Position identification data
[Begin]
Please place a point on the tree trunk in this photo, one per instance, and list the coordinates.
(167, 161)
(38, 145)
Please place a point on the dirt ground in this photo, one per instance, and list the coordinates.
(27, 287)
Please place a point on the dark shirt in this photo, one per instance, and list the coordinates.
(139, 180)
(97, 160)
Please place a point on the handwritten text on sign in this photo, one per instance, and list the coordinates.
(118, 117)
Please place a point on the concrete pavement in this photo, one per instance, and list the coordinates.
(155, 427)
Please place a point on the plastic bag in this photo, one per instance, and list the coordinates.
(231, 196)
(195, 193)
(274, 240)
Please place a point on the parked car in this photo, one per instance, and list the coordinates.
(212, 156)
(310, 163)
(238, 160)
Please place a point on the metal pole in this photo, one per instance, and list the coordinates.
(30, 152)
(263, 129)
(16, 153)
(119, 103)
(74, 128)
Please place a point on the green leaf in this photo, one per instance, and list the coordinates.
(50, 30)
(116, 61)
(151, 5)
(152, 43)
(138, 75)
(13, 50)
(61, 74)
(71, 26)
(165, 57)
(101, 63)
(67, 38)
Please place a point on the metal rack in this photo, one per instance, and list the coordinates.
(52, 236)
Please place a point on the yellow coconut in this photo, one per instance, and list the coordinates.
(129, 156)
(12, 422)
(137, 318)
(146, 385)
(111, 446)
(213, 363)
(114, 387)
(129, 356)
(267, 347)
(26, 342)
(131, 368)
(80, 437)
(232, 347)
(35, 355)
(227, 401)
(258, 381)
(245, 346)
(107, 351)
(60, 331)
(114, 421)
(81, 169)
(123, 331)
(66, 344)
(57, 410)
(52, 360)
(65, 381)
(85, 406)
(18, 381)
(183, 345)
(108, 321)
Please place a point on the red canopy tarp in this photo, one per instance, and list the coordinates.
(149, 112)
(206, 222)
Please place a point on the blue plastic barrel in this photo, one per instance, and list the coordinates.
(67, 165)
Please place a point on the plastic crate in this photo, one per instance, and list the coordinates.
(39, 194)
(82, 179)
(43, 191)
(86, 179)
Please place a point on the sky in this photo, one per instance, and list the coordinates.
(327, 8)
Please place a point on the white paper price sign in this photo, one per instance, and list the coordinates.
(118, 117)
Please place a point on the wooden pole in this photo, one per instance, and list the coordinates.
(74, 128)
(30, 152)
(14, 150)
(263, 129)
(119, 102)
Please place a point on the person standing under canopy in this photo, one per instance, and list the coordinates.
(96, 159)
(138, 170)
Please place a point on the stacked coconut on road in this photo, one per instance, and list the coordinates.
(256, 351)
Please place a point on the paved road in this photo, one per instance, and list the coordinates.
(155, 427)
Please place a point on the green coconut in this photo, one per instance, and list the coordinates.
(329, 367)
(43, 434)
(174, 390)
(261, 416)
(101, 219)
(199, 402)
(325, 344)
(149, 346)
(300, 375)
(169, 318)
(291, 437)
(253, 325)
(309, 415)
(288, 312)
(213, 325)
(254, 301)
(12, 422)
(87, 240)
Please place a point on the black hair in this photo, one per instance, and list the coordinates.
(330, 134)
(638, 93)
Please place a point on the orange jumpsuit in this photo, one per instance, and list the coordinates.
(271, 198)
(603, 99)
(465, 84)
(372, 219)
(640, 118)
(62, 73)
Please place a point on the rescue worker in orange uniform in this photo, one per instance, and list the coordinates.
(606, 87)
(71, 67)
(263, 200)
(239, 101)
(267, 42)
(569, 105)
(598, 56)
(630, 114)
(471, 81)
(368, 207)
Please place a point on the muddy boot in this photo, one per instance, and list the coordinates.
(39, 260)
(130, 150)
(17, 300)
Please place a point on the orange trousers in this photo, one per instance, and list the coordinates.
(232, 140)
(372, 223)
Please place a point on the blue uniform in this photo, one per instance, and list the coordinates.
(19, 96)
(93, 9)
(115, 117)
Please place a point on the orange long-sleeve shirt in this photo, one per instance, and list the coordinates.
[End]
» What is required
Copy the part of the data that opens with the line containing "Please place a point on the orange trousers" and runs through the last line, reproducing each line without change.

» Task solution
Please place a point on the orange trousers in this photo, one per instance, and list the coordinates.
(232, 140)
(372, 223)
Please place a point on the blue uniform in this photo, one per instance, and list the coordinates.
(19, 96)
(93, 9)
(115, 117)
Please place a point on the orange long-sleeve shirt in this photo, one per instance, and list the coordinates.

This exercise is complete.